- Document
----

Documentation Experience Platform Query Service Guide

Clustering algorithms

Last update: November 22, 2024

Topics:
Queries

CREATED FOR:

Developer

Clustering algorithms group data points into distinct clusters based on their similarities, enabling unsupervised learning to uncover patterns within the data. To create a clustering algorithm, use the type parameter in the OPTIONS clause to specify the algorithm you want to use for model training. Next, define the relevant parameters as key-value pairs to fine-tune the model.

NOTE

Ensure you understand the parameter requirements for the chosen algorithm. If you choose not to customize certain parameters, the system applies default settings. Consult the relevant documentation to understand each parameter’s function and default values.

K-Means

K-Means is a clustering algorithm that partitions data points into a predefined number of clusters (k). It is one of the most commonly used algorithms for clustering due to its simplicity and efficiency.

----

- Rows
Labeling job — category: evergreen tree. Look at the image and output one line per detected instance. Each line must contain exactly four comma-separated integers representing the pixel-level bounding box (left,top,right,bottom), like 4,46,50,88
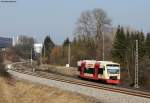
42,36,55,63
112,26,127,64
145,33,150,59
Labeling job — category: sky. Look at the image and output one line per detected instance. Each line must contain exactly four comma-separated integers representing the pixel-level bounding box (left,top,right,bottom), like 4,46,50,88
0,0,150,44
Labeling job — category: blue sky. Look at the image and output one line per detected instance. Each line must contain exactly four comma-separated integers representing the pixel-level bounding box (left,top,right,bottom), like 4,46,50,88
0,0,150,44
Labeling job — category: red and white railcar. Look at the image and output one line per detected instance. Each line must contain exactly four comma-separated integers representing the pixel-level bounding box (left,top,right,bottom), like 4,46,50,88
77,60,120,84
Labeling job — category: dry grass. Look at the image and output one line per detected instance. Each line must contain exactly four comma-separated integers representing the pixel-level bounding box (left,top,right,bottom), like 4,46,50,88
0,78,99,103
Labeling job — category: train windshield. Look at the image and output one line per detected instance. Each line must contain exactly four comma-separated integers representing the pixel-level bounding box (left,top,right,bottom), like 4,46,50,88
107,65,120,74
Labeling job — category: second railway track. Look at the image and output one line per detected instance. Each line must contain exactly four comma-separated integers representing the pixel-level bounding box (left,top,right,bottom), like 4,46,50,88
7,63,150,99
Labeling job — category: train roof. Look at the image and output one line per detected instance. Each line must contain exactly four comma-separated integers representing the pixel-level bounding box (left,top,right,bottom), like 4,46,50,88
97,61,120,65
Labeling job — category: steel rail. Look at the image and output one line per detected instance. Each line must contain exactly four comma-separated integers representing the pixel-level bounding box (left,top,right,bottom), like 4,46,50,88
10,65,150,98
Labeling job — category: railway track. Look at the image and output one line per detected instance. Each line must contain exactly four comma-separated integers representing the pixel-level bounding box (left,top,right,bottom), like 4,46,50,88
7,62,150,99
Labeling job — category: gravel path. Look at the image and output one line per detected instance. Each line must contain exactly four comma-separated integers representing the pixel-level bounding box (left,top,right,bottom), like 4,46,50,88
8,70,150,103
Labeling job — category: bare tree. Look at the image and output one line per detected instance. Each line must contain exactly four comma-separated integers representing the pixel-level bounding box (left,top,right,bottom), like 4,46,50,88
75,9,111,59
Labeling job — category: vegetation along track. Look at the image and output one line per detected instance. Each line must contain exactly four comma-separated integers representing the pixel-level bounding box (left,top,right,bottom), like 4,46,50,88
9,64,150,99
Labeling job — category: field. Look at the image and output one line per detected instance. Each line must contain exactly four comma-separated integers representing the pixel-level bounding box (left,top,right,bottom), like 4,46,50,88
0,78,99,103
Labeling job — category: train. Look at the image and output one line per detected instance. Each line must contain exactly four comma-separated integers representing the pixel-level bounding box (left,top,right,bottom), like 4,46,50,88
77,60,120,84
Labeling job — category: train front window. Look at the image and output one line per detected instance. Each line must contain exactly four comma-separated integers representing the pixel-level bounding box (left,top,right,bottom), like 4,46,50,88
107,65,119,74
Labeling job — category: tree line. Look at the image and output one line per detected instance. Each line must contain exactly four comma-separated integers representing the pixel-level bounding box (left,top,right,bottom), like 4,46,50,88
9,9,150,88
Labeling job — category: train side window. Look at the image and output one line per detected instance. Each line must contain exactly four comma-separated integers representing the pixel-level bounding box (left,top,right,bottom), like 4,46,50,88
84,68,95,74
99,68,104,74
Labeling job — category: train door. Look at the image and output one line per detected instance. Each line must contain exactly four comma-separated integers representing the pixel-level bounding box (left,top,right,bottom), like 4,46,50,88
94,63,100,80
84,68,95,78
98,66,105,79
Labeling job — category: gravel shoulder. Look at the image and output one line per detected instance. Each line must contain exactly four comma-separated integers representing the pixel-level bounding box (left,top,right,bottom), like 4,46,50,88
0,78,100,103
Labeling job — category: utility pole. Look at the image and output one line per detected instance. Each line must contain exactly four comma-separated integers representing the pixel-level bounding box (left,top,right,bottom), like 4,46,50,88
68,42,71,67
134,40,139,88
102,32,105,61
30,48,33,66
31,48,35,72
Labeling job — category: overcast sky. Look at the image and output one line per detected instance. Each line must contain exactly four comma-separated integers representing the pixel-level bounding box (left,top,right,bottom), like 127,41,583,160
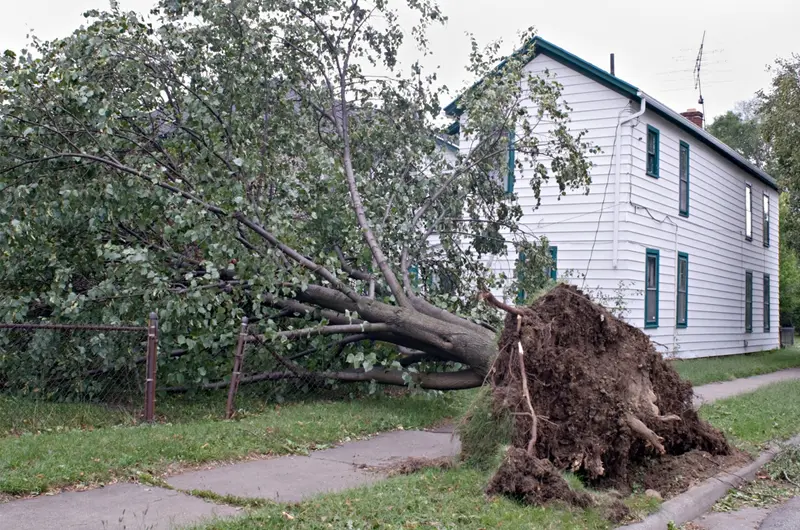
0,0,800,118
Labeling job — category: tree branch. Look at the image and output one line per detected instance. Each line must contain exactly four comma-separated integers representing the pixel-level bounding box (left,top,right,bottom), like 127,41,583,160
233,212,361,302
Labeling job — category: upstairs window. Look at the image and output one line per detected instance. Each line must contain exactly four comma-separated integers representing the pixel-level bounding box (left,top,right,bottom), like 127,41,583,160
764,193,769,247
744,184,753,241
647,125,661,178
517,252,526,305
678,142,689,217
506,131,516,193
547,247,558,281
764,274,772,333
644,248,658,328
744,271,753,333
676,252,689,328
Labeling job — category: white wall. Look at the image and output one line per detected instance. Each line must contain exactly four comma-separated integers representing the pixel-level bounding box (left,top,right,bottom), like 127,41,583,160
624,111,780,357
460,55,634,304
460,55,780,357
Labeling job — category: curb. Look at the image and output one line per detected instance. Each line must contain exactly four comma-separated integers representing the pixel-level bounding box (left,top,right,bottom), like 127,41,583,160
617,436,800,530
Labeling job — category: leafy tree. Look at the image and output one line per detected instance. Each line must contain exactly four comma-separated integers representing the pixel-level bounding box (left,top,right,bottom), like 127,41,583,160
0,0,591,389
761,55,800,196
708,101,769,168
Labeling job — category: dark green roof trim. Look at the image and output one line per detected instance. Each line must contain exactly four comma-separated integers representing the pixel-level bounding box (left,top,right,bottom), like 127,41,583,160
444,37,639,116
445,120,461,136
648,94,779,191
444,36,778,191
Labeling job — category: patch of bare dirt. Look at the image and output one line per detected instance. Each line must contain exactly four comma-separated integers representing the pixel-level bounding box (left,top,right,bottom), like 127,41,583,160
489,285,731,506
369,456,455,477
632,449,752,499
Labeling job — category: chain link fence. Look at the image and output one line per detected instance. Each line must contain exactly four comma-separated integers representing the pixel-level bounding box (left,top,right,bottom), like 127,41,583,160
0,314,158,434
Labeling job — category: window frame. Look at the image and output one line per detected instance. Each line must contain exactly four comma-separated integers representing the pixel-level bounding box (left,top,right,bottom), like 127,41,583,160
764,273,772,333
644,125,661,178
744,271,753,333
678,140,692,217
550,247,558,281
744,183,753,241
761,192,770,248
675,252,689,329
517,252,527,305
506,130,517,195
644,248,661,329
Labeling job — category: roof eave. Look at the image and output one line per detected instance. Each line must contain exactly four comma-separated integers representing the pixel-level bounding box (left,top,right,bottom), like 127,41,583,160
444,36,779,191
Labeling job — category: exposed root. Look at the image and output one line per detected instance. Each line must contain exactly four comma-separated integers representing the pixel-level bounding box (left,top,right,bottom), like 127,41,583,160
625,413,667,455
484,285,730,502
517,316,538,456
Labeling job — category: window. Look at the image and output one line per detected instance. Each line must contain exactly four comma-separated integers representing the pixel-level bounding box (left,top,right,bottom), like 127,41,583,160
676,252,689,328
408,265,419,292
644,248,658,328
517,252,525,304
506,131,516,193
547,247,558,281
764,193,769,247
647,125,661,178
744,271,753,333
744,184,753,241
678,142,689,217
764,274,772,332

----

- Instruction 1
In the clustering algorithms guide, which clause holds the type parameter used to specify the algorithm for model training?
- Instruction 2
Could you proceed with the clustering algorithms guide, picking up right after its final sentence?
You won't need the records for any of this.

- Exercise output 1
The OPTIONS clause.

- Exercise output 2
Parameters

When using K-Means, the following parameters can be set in the OPTIONS clause:

Parameter	Description	Default Value	Possible Values
`MAX_ITER`	The number of iterations the algorithm should run.	`20`	(>= 0)
`TOL`	The convergence tolerance level.	`0.0001`	(>= 0)
`NUM_CLUSTERS`	The number of clusters to create (`k`).	`2`	(>1)
`DISTANCE_TYPE`	The algorithm used to compute the distance between two points. The value is case-sensitive.	`euclidean`	`euclidean`, `cosine`
`KMEANS_INIT_METHOD`	The initialization algorithm for the cluster centers.	`k-means\|\|`	`random`, `k-means\|\|` (A parallel version of k-means++)
`INIT_STEPS`	The number of steps for the `k-means\|\|` initialization mode (applicable only when `KMEANS_INIT_METHOD` is `k-means\|\|`).	`2`	(>0)
`PREDICTION_COL`	The name of the column where predictions will be stored.	`prediction`	Any string
`SEED`	A random seed for reproducibility.	`-1689246527`	Any 64-bit number
`WEIGHT_COL`	The name of the column used for instance weights. If not set, all instances are weighted equally.	`not set`	N/A

Example

CREATE MODEL modelname
OPTIONS(
  type = 'kmeans',
  MAX_ITERATIONS = 30,
  NUM_CLUSTERS = 4
)
AS SELECT col1, col2, col3 FROM training-dataset;

Bisecting K-means

Bisecting K-means is a hierarchical clustering algorithm that uses a divisive (or “top-down”) approach. All observations start in a single cluster, and splits are performed recursively as the hierarchy is built. Bisecting K-means can often be faster than regular K-means, but it typically produces different cluster results.

Parameters

Parameter	Description	Default value	Possible Values
`MAX_ITER`	The maximum number of iterations the algorithm runs.	20	(>= 0)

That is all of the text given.